▸ **WORK INSTRUCTIONS**
Output the listing verbatim from its first line through the line containing "POLYGON ((88 279, 89", with both ends included.

(Raw listing)
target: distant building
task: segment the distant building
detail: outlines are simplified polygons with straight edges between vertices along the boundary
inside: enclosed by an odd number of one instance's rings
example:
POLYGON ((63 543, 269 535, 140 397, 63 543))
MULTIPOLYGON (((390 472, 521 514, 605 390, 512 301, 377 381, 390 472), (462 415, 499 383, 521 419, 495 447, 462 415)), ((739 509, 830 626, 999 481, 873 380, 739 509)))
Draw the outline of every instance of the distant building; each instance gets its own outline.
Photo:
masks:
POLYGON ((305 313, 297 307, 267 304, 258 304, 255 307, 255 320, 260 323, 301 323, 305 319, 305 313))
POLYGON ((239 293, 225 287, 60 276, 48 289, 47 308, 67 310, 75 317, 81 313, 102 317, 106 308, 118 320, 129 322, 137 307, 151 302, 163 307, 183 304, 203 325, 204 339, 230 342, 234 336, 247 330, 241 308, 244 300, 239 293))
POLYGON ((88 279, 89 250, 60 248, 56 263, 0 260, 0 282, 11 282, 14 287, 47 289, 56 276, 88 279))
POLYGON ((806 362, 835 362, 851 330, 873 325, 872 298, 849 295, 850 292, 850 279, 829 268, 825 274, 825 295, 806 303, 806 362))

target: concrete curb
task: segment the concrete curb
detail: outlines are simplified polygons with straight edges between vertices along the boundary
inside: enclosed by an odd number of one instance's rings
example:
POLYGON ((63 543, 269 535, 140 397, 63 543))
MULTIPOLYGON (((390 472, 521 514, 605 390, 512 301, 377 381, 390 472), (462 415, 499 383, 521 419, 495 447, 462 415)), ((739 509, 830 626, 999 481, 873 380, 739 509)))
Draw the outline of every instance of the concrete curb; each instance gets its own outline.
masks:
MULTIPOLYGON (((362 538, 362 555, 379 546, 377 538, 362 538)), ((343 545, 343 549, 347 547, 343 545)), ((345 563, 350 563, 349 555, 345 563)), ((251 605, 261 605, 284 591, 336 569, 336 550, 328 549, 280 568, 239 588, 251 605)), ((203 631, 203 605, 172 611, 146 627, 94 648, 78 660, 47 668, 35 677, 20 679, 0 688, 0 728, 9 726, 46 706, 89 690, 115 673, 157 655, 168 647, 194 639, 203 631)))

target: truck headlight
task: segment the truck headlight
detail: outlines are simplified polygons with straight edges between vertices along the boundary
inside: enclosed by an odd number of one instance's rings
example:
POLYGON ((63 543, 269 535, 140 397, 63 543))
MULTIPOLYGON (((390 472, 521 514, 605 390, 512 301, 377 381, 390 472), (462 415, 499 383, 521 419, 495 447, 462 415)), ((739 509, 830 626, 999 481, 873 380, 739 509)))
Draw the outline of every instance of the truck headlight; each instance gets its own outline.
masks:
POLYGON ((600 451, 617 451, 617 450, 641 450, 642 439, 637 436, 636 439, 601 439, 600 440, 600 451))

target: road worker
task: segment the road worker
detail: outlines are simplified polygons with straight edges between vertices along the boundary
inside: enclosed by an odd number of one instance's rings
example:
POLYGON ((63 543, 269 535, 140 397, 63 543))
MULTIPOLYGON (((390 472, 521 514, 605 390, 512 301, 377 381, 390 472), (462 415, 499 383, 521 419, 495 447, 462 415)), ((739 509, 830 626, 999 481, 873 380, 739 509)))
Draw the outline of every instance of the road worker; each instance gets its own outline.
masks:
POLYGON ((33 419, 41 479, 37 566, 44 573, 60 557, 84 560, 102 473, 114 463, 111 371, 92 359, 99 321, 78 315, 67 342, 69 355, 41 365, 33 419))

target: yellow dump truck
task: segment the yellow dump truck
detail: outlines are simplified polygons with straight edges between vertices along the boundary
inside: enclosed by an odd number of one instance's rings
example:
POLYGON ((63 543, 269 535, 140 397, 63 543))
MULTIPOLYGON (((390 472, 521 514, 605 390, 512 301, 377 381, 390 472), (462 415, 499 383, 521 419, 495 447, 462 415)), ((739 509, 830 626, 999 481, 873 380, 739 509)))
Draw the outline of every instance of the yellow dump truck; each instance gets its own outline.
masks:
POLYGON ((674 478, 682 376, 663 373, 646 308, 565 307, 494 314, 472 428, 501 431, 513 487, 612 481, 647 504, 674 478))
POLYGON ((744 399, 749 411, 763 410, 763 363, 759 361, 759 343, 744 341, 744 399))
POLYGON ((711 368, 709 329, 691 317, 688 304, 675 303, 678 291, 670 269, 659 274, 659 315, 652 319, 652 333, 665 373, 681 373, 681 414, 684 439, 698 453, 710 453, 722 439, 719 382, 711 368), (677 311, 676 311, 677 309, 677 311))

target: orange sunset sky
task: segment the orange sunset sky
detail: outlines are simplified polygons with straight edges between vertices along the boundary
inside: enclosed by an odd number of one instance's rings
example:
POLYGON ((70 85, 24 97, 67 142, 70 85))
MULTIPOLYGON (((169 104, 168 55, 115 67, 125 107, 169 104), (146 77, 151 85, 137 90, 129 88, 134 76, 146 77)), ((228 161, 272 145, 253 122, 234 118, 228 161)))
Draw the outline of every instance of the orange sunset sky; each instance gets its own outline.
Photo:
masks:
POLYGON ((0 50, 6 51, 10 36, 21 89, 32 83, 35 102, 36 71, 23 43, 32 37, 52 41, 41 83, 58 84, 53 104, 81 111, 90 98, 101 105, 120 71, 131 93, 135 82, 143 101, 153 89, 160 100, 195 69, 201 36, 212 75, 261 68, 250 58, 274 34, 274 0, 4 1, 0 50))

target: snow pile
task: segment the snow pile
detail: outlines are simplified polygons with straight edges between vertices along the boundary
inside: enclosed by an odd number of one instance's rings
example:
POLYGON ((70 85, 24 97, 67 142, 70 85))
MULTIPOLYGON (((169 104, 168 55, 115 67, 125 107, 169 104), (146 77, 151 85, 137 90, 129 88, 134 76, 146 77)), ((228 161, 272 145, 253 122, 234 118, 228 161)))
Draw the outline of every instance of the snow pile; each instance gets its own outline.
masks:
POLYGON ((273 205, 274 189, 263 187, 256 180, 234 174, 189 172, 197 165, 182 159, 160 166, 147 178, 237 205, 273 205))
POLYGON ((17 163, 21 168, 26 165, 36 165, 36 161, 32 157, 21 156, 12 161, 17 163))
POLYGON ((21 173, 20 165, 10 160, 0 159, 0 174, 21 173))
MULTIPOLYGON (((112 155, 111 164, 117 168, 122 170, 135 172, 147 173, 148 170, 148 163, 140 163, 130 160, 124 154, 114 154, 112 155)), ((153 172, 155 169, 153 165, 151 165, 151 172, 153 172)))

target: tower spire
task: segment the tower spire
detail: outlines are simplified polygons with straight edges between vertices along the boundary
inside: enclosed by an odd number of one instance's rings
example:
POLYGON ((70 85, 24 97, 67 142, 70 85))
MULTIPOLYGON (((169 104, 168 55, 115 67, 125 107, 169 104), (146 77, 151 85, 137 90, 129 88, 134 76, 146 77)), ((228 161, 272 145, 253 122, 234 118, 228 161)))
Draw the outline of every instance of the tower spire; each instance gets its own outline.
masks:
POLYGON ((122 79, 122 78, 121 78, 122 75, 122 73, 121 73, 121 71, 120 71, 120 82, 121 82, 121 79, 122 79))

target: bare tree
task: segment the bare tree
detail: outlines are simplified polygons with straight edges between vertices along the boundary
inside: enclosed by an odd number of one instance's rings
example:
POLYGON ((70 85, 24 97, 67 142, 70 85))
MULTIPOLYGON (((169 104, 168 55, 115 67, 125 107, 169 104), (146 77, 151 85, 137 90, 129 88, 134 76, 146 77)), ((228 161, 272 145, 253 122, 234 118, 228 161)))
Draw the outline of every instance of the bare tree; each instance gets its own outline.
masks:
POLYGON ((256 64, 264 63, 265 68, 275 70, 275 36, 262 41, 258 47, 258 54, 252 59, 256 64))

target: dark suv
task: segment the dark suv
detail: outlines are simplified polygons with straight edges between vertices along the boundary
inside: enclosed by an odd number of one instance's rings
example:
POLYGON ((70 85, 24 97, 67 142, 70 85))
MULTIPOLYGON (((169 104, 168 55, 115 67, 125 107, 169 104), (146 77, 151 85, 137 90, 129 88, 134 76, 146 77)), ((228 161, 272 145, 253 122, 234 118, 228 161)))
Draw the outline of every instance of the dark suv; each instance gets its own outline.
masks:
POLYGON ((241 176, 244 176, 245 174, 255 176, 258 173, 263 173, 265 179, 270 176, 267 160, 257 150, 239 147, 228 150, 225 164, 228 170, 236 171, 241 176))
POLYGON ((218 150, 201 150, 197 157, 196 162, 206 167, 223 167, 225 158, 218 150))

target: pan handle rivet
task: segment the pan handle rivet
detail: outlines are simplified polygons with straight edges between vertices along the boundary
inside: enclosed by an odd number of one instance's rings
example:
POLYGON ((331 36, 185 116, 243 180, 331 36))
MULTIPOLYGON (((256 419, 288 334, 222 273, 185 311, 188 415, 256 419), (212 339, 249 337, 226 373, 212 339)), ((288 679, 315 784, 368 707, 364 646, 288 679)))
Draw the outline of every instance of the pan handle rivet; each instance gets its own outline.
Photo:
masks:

▸ **CORRECT RESULT**
target: distant building
task: segment the distant building
detail: outlines are simplified polygons with straight edges between vertices along the boundary
inside: enclosed by an odd number of one instance's rings
example:
POLYGON ((63 543, 269 535, 140 397, 63 543))
MULTIPOLYGON (((390 472, 521 514, 605 390, 512 301, 377 381, 390 472), (462 415, 499 383, 521 419, 495 447, 462 415)), ((739 509, 830 626, 999 481, 873 380, 739 509)))
Draw the outline of every instance of the distant building; each instance gets its own outline.
Photo:
masks:
POLYGON ((305 313, 297 307, 267 304, 258 304, 255 307, 255 320, 260 323, 301 323, 305 319, 305 313))
POLYGON ((239 293, 225 287, 60 276, 48 289, 47 308, 67 310, 75 317, 81 313, 102 317, 106 308, 118 320, 129 322, 137 307, 151 302, 163 307, 183 304, 203 325, 204 339, 230 342, 234 336, 247 330, 241 308, 244 300, 239 293))
POLYGON ((88 279, 89 250, 60 248, 56 263, 0 260, 0 282, 11 282, 14 287, 47 289, 56 276, 88 279))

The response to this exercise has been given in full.